● **GOALS**
[1] In the Ford Vega history, retype the passage starting with "Ford Vega Steering" and going on through "World War II.".
[2] Reproduce the picture shape labeling rows with every occurrence of "green lawn strip" changed to "grass verge" and all else left as is. Leave the pictures out.

● **SOURCE TEXT**
+--
History

One Man's Star Ship
Ford Vega

Vince Gardner's Ford Vega shoulda been a contenda.

Vince Gardner had a better idea. Two decades before Chevorlet christened its star-crossed Beetle-fighter Vega, one of America's most talented car stylists affixed the same name to a charming two-seat roadster he designed to win a contest co-sponsored by Motor Trend and the Ford Motor Company. The Ford-Vega union sounds strange today, but in the early 1950's, when America greeted first-generation sports cars with rapt enthusiasm, the name made perfect sense: It's merely a clever fusion of Gardner's initials with the "a" from his surname.
In retrospect, Comet would have been a more appropriate appellation for Gardner's starship because it burned brightly for only a few years before fizzling into four decades of obscurity. But thanks to Fran Roxas, a noted Chicago-area classic car restorer, the celestial sparkle has been rekindled and the Ford Vega is back on its wheels as the perfect legacy of this designer's life and times.
Gardner's vivid personality and creativity were well known throughout the automotive styling community. He launched his career by winning GM's Fisher Body Craftsman Guild while still attending high school in Duluth, Minnesota. The intricate Napoleonic coach replica he built helped Gardner win a job in Gordon Buehrig's small design department at the Auburn Automobile Company. When the Cord 810 the team was working on turned out to be one of the most stunning designs in automotive history, this 23-year-old clay modeler's reputation took flight.
Ford Vega Steering Wheel According to Auburn-Cord-Duesenberg historian Josh Malks, "Vince was highly creative and enthusiastic but a difficult person to work with. Nevertheless, when Buehrig moved from Auburn to Budd (a Detroit-based car body manufacturer) in 1936, he took Gardner with him. Years later, the two went to Studebaker, then to Ford together." At Raymond Loewy Associates' South Bend, Indiana studio, Buehrig and Gardner were instrumental in Studebaker's emergence as the industry's design leader after World War II.
+--
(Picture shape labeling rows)
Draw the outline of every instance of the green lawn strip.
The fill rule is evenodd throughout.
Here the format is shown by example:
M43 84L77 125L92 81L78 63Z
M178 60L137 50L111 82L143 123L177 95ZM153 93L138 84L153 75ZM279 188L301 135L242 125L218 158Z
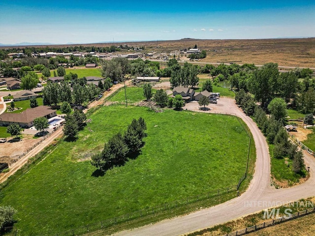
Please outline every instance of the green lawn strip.
M303 114L298 111L293 109L287 109L287 115L289 117L288 119L298 119L299 118L304 118L305 116L305 114Z
M292 170L292 160L286 158L277 159L273 157L274 145L269 144L269 153L271 159L271 175L278 181L287 181L289 186L300 182L301 176L295 174ZM303 175L306 176L307 172L304 170ZM277 187L277 186L276 186Z
M66 74L69 74L69 72L77 74L78 78L86 77L88 76L102 77L102 74L99 69L95 68L87 68L84 69L73 69L69 68L65 69Z
M311 150L315 151L315 127L310 127L308 129L312 130L312 132L307 135L307 139L302 143Z
M143 88L138 87L126 87L126 94L127 95L127 102L134 103L145 99L143 96ZM123 88L113 95L111 96L108 101L111 102L126 102L125 89Z
M38 103L38 106L41 106L42 105L43 105L43 99L41 97L37 97L36 100L37 100L37 102ZM26 110L28 108L31 108L30 99L14 102L14 105L15 105L15 107L20 107L22 108L22 109L17 110L16 111L14 111L13 112L8 112L8 113L20 113L21 112L22 112L23 111ZM8 112L7 106L9 105L9 103L7 104L7 110L6 111L6 112Z
M6 127L0 126L0 138L7 138L10 136L6 132Z
M140 116L148 136L136 159L99 177L92 176L96 169L89 161L74 161L100 150ZM76 142L62 142L2 191L1 204L18 210L20 233L50 235L205 194L237 183L244 172L249 138L235 117L113 105L90 118L92 131L86 128Z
+--
● **OUTPUTS IN ORDER**
[1]
Ford Vega Steering Wheel According to Auburn-Cord-Duesenberg historian Josh Malks, "Vince was highly creative and enthusiastic but a difficult person to work with. Nevertheless, when Buehrig moved from Auburn to Budd (a Detroit-based car body manufacturer) in 1936, he took Gardner with him. Years later, the two went to Studebaker, then to Ford together." At Raymond Loewy Associates' South Bend, Indiana studio, Buehrig and Gardner were instrumental in Studebaker's emergence as the industry's design leader after World War II.

[2]
Draw the outline of every instance of the grass verge.
The fill rule is evenodd throughout.
Here the format is shown by example:
M43 84L77 125L92 81L78 63Z
M178 60L137 50L111 82L143 123L177 95ZM153 93L138 84L153 75ZM279 188L301 135L242 125L218 158Z
Please outline every instance of the grass verge.
M303 114L298 111L293 109L287 109L287 115L289 117L288 119L298 119L299 118L304 118L305 116L305 114Z
M292 170L292 160L286 158L277 159L273 157L274 145L269 144L269 153L271 159L271 175L278 181L287 181L289 186L300 182L301 176L295 174ZM303 175L306 176L307 172L304 170ZM277 187L277 186L276 186Z
M66 74L69 74L69 72L77 74L78 78L86 77L88 76L102 77L102 74L99 69L95 68L87 68L84 69L73 69L69 68L65 69Z
M311 150L315 151L315 127L310 127L308 129L312 130L312 132L307 135L307 139L302 143Z
M143 88L138 87L126 87L126 94L127 95L127 102L134 103L145 99L143 96ZM123 88L113 95L111 96L108 101L111 102L126 102L125 89Z
M38 103L38 106L41 106L42 105L43 105L43 99L41 97L37 97L36 100L37 100L37 102ZM26 110L28 108L31 108L30 99L14 102L14 105L15 105L15 107L20 107L22 108L22 109L17 110L16 111L14 111L13 112L8 112L8 113L20 113L21 112L22 112L23 111ZM8 112L7 106L9 105L9 103L7 104L7 110L6 111L6 112Z
M6 127L0 126L0 138L7 138L10 136L6 132Z
M140 116L148 136L136 159L99 177L92 176L96 169L89 161L74 161L100 150ZM76 142L62 142L2 191L1 204L18 210L20 233L50 235L205 194L237 183L244 172L249 138L235 117L113 105L90 118L92 131L86 128Z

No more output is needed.